--- Begin ---

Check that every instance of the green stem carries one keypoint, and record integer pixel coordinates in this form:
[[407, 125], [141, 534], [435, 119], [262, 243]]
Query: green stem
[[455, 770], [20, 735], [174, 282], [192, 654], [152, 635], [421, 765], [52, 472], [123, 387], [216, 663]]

--- End ---
--- Begin ---

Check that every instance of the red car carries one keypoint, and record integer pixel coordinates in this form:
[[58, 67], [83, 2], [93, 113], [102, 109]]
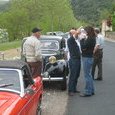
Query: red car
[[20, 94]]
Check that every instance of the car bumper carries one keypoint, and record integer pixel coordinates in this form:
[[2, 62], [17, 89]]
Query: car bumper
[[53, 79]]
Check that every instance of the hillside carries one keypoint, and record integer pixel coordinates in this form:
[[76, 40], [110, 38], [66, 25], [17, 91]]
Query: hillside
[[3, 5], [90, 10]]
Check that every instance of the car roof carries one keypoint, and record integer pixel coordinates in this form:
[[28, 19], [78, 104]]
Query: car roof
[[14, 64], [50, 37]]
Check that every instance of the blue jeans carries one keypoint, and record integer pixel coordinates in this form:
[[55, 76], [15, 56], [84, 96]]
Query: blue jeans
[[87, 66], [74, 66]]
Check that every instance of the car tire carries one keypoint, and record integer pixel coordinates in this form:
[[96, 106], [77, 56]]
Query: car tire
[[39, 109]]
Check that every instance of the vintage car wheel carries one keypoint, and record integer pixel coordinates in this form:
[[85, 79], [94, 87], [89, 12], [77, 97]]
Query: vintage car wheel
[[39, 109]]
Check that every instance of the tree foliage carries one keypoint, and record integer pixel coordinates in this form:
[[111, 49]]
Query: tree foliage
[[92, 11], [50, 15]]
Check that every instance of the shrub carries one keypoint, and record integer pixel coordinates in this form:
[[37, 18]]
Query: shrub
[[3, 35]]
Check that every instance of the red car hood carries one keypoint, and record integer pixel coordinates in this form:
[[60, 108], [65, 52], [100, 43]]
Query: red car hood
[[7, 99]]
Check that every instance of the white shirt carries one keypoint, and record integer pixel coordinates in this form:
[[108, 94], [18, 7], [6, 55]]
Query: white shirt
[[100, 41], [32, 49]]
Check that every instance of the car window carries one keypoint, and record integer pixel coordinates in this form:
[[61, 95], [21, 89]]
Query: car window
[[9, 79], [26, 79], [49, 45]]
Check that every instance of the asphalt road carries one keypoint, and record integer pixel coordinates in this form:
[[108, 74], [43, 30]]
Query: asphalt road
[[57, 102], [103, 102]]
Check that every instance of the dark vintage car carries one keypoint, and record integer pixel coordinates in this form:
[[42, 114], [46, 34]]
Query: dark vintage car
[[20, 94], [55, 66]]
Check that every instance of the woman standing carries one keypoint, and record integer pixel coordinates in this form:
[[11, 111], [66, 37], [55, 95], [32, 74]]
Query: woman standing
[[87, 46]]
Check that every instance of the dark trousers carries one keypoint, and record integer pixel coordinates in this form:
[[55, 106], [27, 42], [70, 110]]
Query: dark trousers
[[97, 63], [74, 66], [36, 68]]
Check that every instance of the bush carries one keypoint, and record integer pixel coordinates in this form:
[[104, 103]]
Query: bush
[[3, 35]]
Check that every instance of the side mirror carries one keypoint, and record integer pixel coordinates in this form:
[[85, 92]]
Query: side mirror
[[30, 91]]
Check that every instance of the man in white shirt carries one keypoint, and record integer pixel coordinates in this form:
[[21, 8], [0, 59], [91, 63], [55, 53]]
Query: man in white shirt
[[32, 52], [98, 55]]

--- End ---
--- Begin ---

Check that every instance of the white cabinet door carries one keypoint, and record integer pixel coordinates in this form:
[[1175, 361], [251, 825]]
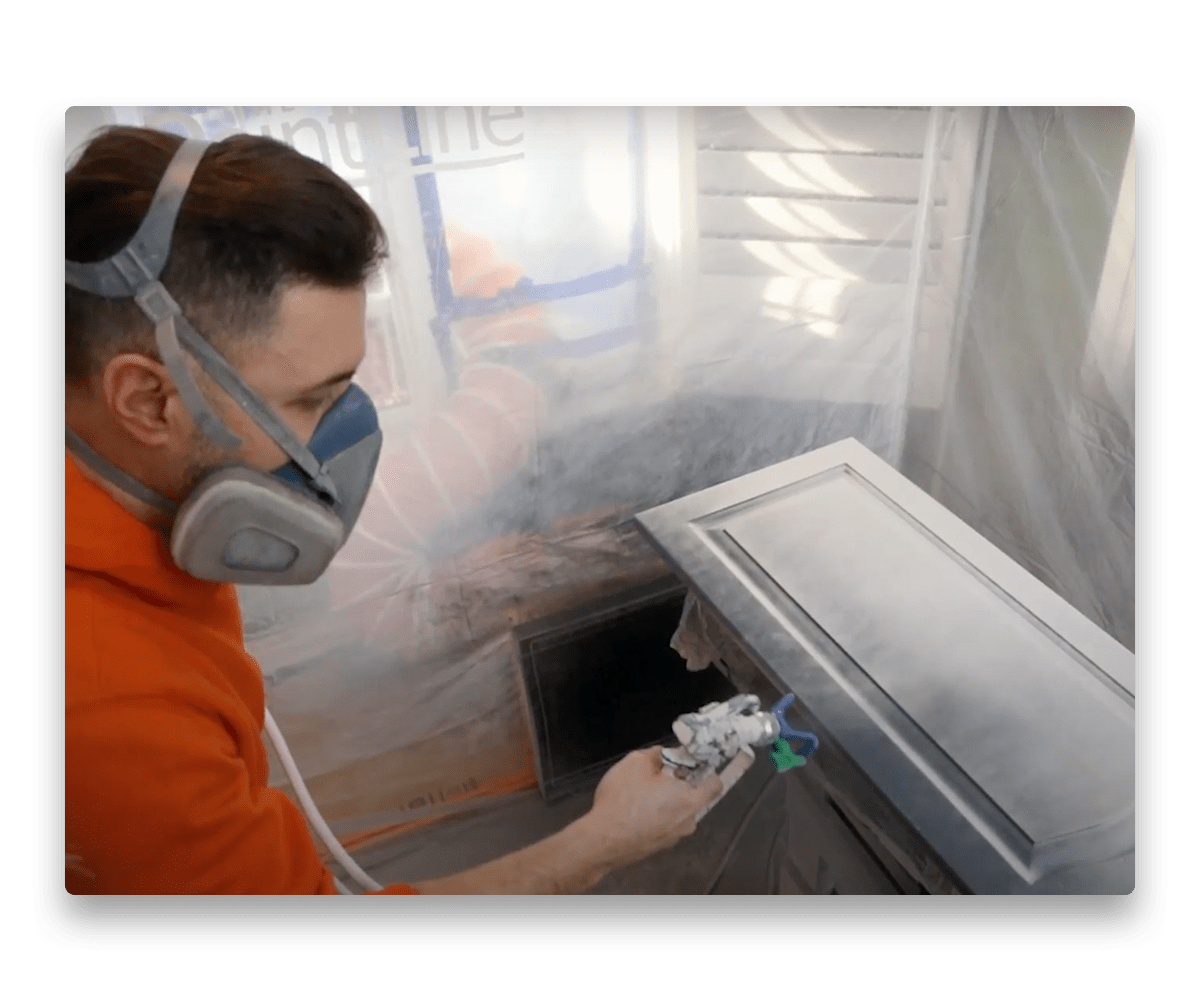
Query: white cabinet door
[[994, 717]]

--- End ---

Written exercise
Quote word for word the part of the listing that opens with the line containing "Check that every instance of the side" and closes with the line containing "[[32, 52], [98, 55]]", including both of those lines.

Reply to the exercise
Check that every instance of the side mirror carries one keypoint, and record integer pixel coordinates in this form:
[[85, 92]]
Query: side mirror
[[30, 91]]
Check that every instance of the man in white shirt carries one keypoint, and record integer pixel coordinates in this form:
[[21, 8], [0, 59], [91, 63], [55, 53]]
Query: man in white shirt
[[32, 52], [98, 55]]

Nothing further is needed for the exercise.